• The exercise: Lay out the listing below as a Markdown table with the columns "Row" and "Line". Number each line and leave out any blank lines.

• Record list:
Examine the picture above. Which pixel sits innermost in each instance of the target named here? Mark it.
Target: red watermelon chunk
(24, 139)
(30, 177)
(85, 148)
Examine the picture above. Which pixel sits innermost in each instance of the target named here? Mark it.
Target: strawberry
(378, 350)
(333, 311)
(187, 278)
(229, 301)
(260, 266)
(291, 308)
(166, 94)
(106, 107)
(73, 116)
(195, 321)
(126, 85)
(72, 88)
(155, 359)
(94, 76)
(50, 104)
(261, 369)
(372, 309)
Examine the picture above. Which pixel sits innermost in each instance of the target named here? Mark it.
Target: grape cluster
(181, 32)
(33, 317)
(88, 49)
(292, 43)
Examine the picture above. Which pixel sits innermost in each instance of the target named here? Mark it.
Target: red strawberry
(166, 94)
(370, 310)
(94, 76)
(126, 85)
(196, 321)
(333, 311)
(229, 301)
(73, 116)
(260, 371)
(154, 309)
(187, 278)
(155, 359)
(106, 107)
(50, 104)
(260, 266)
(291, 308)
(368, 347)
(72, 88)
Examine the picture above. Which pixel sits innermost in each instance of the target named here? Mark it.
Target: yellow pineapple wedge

• Expected answer:
| Row | Line |
|---|---|
| 1 | Examine the picture above. Which pixel sits innermost in each instance of the target named here? Mark it. |
| 2 | Target: red watermelon chunk |
| 3 | (24, 139) |
| 4 | (30, 177) |
| 5 | (85, 148) |
| 6 | Examine the picture above. Which pixel sits innermost in each instance of the target named here? Mark it. |
| 7 | Target: strawberry |
| 8 | (378, 350) |
| 9 | (333, 311) |
| 10 | (187, 278) |
| 11 | (229, 301) |
| 12 | (260, 266) |
| 13 | (291, 308) |
| 14 | (166, 94) |
| 15 | (106, 107) |
| 16 | (73, 116) |
| 17 | (195, 321) |
| 18 | (126, 85) |
| 19 | (72, 88) |
| 20 | (155, 359) |
| 21 | (94, 76) |
| 22 | (50, 104) |
| 23 | (261, 369) |
| 24 | (372, 309) |
| 25 | Examine the picture above. Which pixel sits innermost in each instance of the target named here? Mark it. |
| 26 | Target: grape cluster |
| 27 | (181, 32) |
| 28 | (33, 317) |
| 29 | (88, 49) |
| 30 | (292, 43) |
| 31 | Examine the picture above. Which pixel sits innermost in each instance of the target named here? Mark it. |
| 32 | Target: red strawberry |
| 33 | (166, 94) |
| 34 | (370, 310) |
| 35 | (94, 76) |
| 36 | (126, 85) |
| 37 | (196, 321) |
| 38 | (333, 311) |
| 39 | (229, 301) |
| 40 | (73, 116) |
| 41 | (260, 371) |
| 42 | (154, 309) |
| 43 | (187, 278) |
| 44 | (155, 359) |
| 45 | (106, 107) |
| 46 | (50, 104) |
| 47 | (260, 266) |
| 48 | (291, 308) |
| 49 | (368, 347) |
| 50 | (72, 88) |
| 51 | Examine the picture above. Which pixel sits innermost in each instance of the target named here? Mark it. |
| 52 | Target: yellow pineapple wedge |